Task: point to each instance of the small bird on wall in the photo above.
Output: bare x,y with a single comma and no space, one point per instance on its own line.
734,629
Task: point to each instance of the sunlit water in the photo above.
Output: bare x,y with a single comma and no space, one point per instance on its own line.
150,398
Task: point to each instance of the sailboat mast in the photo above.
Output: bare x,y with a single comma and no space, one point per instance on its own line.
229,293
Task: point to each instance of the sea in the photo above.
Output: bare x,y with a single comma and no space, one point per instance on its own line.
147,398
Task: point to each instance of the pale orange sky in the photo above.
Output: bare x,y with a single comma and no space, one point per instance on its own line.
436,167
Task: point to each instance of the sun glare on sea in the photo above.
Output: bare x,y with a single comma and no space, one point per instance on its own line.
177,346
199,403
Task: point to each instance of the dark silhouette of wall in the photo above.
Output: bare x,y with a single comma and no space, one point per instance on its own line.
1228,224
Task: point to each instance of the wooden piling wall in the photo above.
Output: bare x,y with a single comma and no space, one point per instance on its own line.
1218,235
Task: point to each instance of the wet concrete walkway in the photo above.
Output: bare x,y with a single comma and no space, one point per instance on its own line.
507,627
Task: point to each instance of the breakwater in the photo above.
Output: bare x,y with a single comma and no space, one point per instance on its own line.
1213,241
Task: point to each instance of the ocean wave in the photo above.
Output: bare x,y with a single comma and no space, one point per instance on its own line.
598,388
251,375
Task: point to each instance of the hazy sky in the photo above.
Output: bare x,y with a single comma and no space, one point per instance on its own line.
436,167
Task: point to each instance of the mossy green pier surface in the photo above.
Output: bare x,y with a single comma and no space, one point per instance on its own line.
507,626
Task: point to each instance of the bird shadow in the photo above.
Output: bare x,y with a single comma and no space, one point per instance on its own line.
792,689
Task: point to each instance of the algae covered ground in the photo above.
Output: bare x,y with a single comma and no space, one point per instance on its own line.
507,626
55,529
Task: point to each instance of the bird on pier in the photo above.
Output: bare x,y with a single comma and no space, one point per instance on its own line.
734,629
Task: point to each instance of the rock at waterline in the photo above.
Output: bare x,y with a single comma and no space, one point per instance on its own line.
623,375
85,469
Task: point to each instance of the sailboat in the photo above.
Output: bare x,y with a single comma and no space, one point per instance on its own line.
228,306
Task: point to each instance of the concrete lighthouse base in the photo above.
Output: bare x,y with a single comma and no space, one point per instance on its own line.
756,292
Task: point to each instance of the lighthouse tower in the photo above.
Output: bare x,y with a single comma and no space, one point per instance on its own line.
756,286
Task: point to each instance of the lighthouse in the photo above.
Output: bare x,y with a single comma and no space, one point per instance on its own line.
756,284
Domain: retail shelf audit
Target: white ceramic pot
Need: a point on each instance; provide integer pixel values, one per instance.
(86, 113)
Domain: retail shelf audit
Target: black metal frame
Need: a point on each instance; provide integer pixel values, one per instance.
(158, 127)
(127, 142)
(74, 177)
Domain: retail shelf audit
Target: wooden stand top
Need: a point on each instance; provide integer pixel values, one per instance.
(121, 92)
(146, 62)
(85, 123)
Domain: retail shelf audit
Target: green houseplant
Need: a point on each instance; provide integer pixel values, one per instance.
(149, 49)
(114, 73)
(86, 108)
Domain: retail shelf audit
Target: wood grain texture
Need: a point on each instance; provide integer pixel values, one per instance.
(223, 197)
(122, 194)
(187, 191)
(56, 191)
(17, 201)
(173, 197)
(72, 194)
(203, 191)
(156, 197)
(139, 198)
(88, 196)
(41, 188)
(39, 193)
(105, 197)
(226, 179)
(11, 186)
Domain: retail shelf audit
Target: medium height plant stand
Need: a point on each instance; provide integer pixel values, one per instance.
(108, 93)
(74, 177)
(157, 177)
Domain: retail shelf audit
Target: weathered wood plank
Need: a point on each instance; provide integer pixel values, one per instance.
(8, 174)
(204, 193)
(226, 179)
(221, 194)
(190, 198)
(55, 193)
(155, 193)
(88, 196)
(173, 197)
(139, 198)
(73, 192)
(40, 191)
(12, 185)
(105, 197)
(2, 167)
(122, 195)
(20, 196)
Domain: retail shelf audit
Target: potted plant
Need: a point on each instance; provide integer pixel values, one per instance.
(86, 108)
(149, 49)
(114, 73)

──────

Exercise goal: Each line above from the one with "Task: point to each instance of the hazy" up to and including the one with "Task: point to each instance of the bird shadow" must be set down exactly, and no line outside that span may appear.

Answer below:
Task: point to each instance of the hazy sky in the photo above.
Output: bare x,y with a single comma and no space, one point per instance on its own line.
436,167
Task: point to each instance of the mossy green pier surface in the photo above.
Output: bare x,y with a single comma and no space, one point per instance on its own line.
507,626
Task: point to each instance of the bird shadow in the photo above.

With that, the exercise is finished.